→ **WHAT TO DO**: Please filter the listing for the string "segment" and copy each matching line.

*-*-*

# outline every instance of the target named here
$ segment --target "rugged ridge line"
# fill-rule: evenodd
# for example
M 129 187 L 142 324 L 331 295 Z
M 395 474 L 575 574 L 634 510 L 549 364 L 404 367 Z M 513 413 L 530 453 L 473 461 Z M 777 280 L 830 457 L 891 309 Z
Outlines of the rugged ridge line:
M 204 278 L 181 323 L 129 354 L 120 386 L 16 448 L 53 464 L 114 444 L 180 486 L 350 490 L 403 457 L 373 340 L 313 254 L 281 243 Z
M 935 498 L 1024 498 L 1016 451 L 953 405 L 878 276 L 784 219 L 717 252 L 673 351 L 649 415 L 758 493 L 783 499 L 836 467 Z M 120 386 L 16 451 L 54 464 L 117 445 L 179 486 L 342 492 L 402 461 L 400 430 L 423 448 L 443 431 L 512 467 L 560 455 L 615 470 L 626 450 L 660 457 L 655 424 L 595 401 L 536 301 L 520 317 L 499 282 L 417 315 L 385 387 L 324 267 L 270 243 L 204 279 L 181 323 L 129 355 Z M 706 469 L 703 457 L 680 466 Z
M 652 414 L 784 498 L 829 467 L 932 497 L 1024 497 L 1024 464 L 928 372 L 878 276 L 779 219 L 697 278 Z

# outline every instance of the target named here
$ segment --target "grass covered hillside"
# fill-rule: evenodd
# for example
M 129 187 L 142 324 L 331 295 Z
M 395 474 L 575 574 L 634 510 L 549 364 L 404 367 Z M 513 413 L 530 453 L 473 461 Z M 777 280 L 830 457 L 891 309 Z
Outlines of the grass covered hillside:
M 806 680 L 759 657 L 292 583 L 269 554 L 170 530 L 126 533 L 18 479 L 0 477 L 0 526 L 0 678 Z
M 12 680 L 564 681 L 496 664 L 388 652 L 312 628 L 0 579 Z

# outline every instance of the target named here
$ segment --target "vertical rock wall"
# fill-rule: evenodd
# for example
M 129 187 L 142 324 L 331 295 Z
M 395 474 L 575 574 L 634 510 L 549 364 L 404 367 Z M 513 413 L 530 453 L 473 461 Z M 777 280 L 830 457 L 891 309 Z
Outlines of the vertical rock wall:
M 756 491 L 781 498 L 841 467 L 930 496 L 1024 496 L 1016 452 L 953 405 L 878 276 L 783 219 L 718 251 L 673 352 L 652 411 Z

*-*-*

→ **COMPLETED TASK**:
$ segment --target "rugged ridge line"
$ segment --target "grass covered hillside"
$ segment --target "vertical rock wall"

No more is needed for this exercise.